**** Source text
Taichung Taiwan – For a long time, Taipei was the main and only stop in Taiwan that foreigners visited, but that time as come and gone, and today, Taichung has really placed itself on the map as one of the best places to visit whilst in Taiwan. It may be that it’s easily accessible from the main Taipei City itself, being only an hour away by train, or it may be that people are discovering that it’s home to one of the biggest night markets in all of Taiwan, or it could even be that the city itself is home to some excellent gastronomical goals for foodies and many exciting and unique sightseeing activities, and yet it’s also close to many nature activities that are friendly for families, couples, and even those who are extreme outdoor enthusiasts.
Trailing not far behind from Taipei for bucket list items to do in Taiwan, Taichung is really a place that can cater for even the most diverse crowd of travellers. For a city that’s just started to make a dent in itineraries for people visiting Taiwan, it caters quite well for foreigners, with many places offering English menus (although for the truly authentic Taiwanese establishments with raging crowds, loud servers and Chinese-only shop signboards, we can’t help you there!).
Whereas Taipei is a relative concrete jungle through and through, with spurts of greenery here and there, and Hualien is an absolute dream for those who feel the most as ease with nature, Taichung is a wonderful mix of both, and definitely deserving of a visit (or two, or three – we can almost guarantee you’ll want to return after just one visit!).
How To Get There?
From Taipei Main Station, hop onto the High Speed Rail (HSR) train to Taichung Station directly. It will take roughly 60-minutes, and cost $700 TWD ($23USD) for one person, one way. This is the most efficient way to travel to Taichung. You can also catch a bus from Taipei Bus Station directly to Taichung City for only $230 TWD ($7.50 USD), but it will take more than double the time of a train ride (160-minutes).
Where To Stay?
Taichung Taiwan Guesthouse – Mr. Mantter
Located in the midst of a number of Taichung City attractions, it can’t get much better than Mr.Mantter, especially for the affordable prices that the rooms go for. All guestrooms are equipped with a flat-screen TV, private bathroom, and fridge, and offering superior city views. You can walk to Taichung Park and Zhongzheng Park, and the famous Fengjia Night Market is only 5.5km away. Clean, modern and stylish room décor will make you feel like at home, so much so that you may not want to leave!
Why Guests Love It: “Price was really good with a high standard of service. Room had good amenities, i.e. shaving, shampoo, toothbrush/paste, brush, hair dryer, etc. There was a big fridge in the room so we were able to store some of our fruit and drinks. It’s got everything you need so no need to bring or buy for your stay”, “Hotel was located near several bus stops which was all that matters since one will mostly travel around Taichung by bus. Room was spacious and comfortable”.
********
**** Material
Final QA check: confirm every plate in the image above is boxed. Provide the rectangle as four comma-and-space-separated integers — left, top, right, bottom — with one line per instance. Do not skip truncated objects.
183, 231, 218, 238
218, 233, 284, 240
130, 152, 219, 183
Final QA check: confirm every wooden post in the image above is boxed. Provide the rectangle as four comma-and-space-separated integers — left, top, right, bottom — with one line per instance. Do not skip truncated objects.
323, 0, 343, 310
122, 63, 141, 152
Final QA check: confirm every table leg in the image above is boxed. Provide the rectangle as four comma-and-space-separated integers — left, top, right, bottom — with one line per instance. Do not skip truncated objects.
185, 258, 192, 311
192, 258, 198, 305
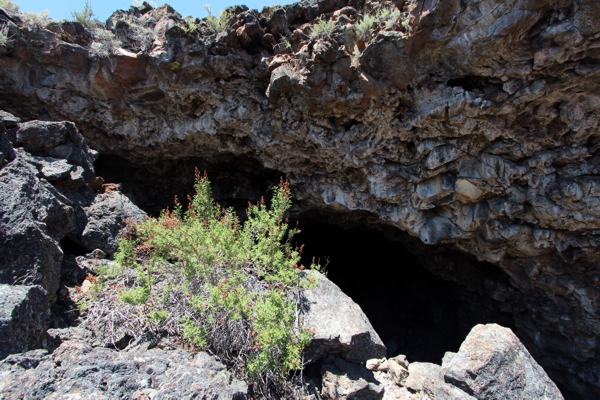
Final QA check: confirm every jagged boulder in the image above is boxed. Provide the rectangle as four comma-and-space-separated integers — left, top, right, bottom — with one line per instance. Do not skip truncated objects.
299, 271, 386, 363
0, 156, 75, 296
63, 188, 147, 254
0, 284, 50, 360
0, 0, 600, 397
0, 340, 248, 399
321, 357, 384, 400
16, 121, 98, 182
440, 324, 563, 400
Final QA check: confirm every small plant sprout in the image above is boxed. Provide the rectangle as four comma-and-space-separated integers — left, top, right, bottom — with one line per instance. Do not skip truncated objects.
0, 0, 19, 12
0, 25, 9, 46
71, 0, 94, 28
354, 14, 377, 40
204, 4, 233, 33
309, 16, 335, 40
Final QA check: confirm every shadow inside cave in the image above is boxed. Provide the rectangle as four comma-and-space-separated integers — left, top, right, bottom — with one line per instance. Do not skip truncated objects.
293, 222, 493, 364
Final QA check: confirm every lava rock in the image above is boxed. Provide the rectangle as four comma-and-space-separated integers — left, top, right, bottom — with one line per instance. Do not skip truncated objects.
442, 324, 563, 399
321, 357, 384, 400
387, 359, 410, 390
0, 284, 50, 360
404, 362, 444, 399
0, 157, 75, 298
300, 271, 387, 363
17, 121, 98, 182
0, 340, 248, 399
63, 190, 147, 254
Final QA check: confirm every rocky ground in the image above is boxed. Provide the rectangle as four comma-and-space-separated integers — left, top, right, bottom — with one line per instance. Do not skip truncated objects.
0, 108, 562, 399
0, 0, 600, 398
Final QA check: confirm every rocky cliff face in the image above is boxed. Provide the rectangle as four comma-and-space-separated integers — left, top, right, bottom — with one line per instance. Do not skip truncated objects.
0, 0, 600, 396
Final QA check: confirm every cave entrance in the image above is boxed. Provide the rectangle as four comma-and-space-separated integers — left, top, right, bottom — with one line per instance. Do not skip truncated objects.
294, 219, 507, 364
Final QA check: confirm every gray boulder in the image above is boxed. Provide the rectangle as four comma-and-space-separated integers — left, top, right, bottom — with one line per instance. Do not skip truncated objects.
0, 156, 75, 297
0, 132, 15, 168
0, 340, 248, 399
404, 362, 444, 398
321, 357, 385, 400
300, 271, 387, 363
442, 324, 563, 399
16, 121, 98, 182
0, 284, 50, 359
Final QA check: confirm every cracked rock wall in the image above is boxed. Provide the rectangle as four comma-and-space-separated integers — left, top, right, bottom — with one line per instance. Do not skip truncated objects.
0, 0, 600, 395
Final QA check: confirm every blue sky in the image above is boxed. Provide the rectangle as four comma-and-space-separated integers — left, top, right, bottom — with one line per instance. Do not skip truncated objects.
12, 0, 299, 21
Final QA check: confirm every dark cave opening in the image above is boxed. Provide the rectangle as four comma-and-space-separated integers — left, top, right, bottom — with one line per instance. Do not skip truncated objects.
********
▸ **Exercise instructions**
a - Do these statements agree with the Taichung travel guide? Answer yes or no for each and quote the words that decide it. (i) The High Speed Rail trip from Taipei Main Station to Taichung Station takes roughly 60 minutes. (ii) The bus from Taipei Bus Station to Taichung City costs $700 TWD. (iii) Every guestroom at Mr. Mantter has a private bathroom.
b - According to the Taichung travel guide, which two parks can you walk to from Mr. Mantter?

▸ **Solution list**
a -
(i) Yes: "It will take roughly 60-minutes"
(ii) No: "You can also catch a bus from Taipei Bus Station directly to Taichung City for only $230 TWD ($7.50 USD)"
(iii) Yes: "All guestrooms are equipped with a flat-screen TV, private bathroom, and fridge"

b - Taichung Park and Zhongzheng Park.